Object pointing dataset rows
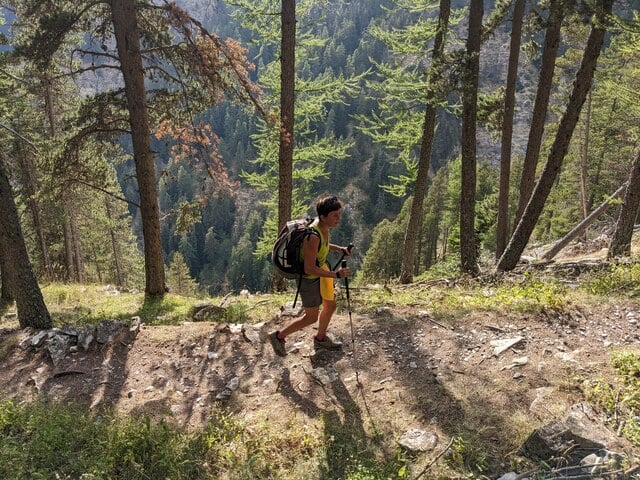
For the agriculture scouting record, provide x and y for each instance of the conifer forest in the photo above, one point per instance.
(160, 146)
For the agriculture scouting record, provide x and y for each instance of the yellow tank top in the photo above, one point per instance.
(323, 251)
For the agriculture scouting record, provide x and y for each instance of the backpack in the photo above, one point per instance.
(286, 254)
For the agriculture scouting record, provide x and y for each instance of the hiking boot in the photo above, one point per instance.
(326, 343)
(277, 344)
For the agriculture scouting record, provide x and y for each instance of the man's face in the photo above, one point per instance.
(333, 218)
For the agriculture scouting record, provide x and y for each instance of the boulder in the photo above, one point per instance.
(569, 440)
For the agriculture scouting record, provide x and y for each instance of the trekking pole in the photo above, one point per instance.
(349, 247)
(353, 338)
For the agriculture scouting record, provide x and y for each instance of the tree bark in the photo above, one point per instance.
(287, 112)
(621, 242)
(581, 87)
(582, 226)
(502, 233)
(67, 201)
(468, 247)
(6, 294)
(424, 163)
(127, 35)
(30, 185)
(17, 271)
(115, 247)
(545, 82)
(584, 163)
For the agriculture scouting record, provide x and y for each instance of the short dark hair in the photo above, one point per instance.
(326, 205)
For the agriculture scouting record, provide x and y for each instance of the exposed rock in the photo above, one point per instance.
(417, 440)
(251, 333)
(85, 336)
(208, 312)
(108, 329)
(324, 376)
(58, 346)
(289, 311)
(568, 440)
(500, 346)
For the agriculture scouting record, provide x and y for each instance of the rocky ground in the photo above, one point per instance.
(497, 375)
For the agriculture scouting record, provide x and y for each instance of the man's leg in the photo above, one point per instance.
(328, 307)
(310, 317)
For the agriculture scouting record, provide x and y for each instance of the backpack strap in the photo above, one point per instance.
(295, 300)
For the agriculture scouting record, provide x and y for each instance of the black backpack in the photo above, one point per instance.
(286, 254)
(288, 246)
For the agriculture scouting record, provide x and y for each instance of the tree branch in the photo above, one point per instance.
(24, 139)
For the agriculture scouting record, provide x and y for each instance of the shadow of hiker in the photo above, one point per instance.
(345, 437)
(287, 389)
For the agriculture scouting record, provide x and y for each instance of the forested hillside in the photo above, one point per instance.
(365, 72)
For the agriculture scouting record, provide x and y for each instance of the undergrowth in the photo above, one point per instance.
(47, 440)
(620, 399)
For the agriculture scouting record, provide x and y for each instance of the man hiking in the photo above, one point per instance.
(316, 287)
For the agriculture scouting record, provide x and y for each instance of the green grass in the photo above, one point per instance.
(47, 440)
(620, 398)
(88, 304)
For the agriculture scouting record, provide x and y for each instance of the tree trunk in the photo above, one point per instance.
(68, 240)
(17, 271)
(67, 200)
(287, 102)
(424, 163)
(6, 295)
(581, 87)
(75, 242)
(545, 82)
(468, 247)
(582, 226)
(115, 247)
(502, 233)
(621, 242)
(127, 35)
(30, 185)
(584, 163)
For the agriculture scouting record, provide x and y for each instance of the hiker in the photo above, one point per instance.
(316, 286)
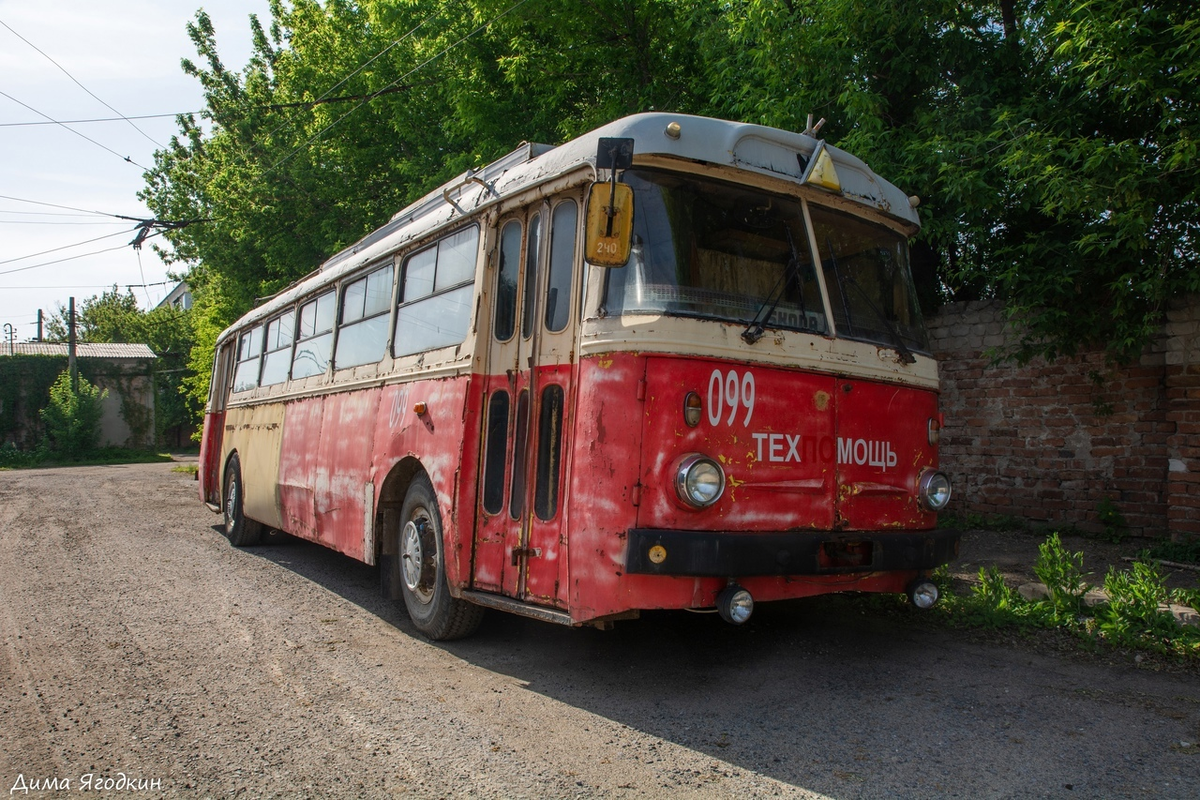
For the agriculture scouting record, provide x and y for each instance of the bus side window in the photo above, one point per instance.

=== EXERCISE DIRECTIONS ===
Repeat verbatim all the material, but not the pictures.

=== RESULT BELOW ===
For the agriculture scouting record, provide x and y for each instance of the conifer forest in the photo above, one point per instance.
(160, 146)
For the agriculture scouting record, provide x and y for each instance of the yellow tank top in the photo above, one point per instance.
(323, 251)
For the agriculture scouting record, provide x and y for each instance of the backpack in the photo above, one point per instance.
(286, 254)
For the agriculture scouting record, provide x and y for each instance of the hiking boot in the photo above, one point per instance.
(326, 343)
(277, 344)
For the agriculture scouting record, provide x and y for each instance of the man's face in the photo above, one point per instance.
(333, 218)
For the agriculture scouting record, provide x and y for each instance of the boulder in the photo above, one point per instance.
(569, 440)
For the agriculture scouting record, provide x and y for each instance of the trekking pole in the photo above, one point per instance.
(349, 247)
(353, 338)
For the agriculture scouting record, provide x and y for each instance of the tree bark in the photo above, one point per instance.
(287, 112)
(621, 242)
(581, 87)
(582, 226)
(502, 233)
(67, 201)
(468, 247)
(6, 294)
(424, 163)
(127, 35)
(30, 185)
(17, 271)
(115, 247)
(545, 82)
(584, 163)
For the agriculture scouting record, provide x and y for each instance of the short dark hair in the photo above, one point per instance.
(326, 205)
For the agriculture scouting record, provide x and y for each instance of the exposed rock in the photo above, one point per instance.
(417, 440)
(251, 333)
(85, 336)
(208, 312)
(108, 329)
(324, 376)
(58, 346)
(289, 311)
(568, 440)
(500, 346)
For the agriculture scouting record, provide x and y for each instance of the rocky ground in the photo above, one point per instance.
(497, 375)
For the agriculture scouting record, provide x and y for each instance of the man's leg in the photo above, one point per instance.
(328, 307)
(310, 317)
For the agriculture scouting record, provide x and y for each instance of the backpack strap in the photo above, one point per instance.
(295, 300)
For the agriculture scouting record, provide x and y for each instance of the black backpack in the photo above, one point per instance.
(286, 254)
(288, 246)
For the agriculture scouting record, provide x and y for each instance of the tree branch in the photo above, one point per instance.
(24, 139)
For the agriculture scouting record, provide x and y for each instance of the shadow of hiker in the photo above, one point per instance.
(345, 437)
(287, 389)
For the agriculture scouting record, provide x and y for each instance of the forested hillside in the photo above, one point per instance.
(365, 72)
For the agriculture scouting record, provide x and y for each instance of the undergrowth in the photo above, one point per instance.
(47, 440)
(620, 399)
For the agriculture scouting record, provide x and y for each instance of the man hiking in the photo above, one point per instance.
(316, 287)
For the agriculture scouting record, provide x and y for each instance of the green grass in the photo above, one point per instance.
(47, 440)
(620, 398)
(88, 304)
For the agriculture scouting record, provide x and y for each instance of the tree trunk in the photo above, one point per instance.
(68, 240)
(17, 271)
(67, 200)
(287, 102)
(424, 163)
(6, 295)
(581, 87)
(75, 242)
(545, 82)
(468, 247)
(582, 226)
(115, 247)
(502, 233)
(621, 242)
(127, 35)
(30, 185)
(584, 163)
For the agriculture scouting record, provide x and y for each instance of the hiker in the photo above, one point per instance.
(316, 286)
For the agriculture scouting record, provide x and y for each instance of the bus side window in the photo above, one point per instance.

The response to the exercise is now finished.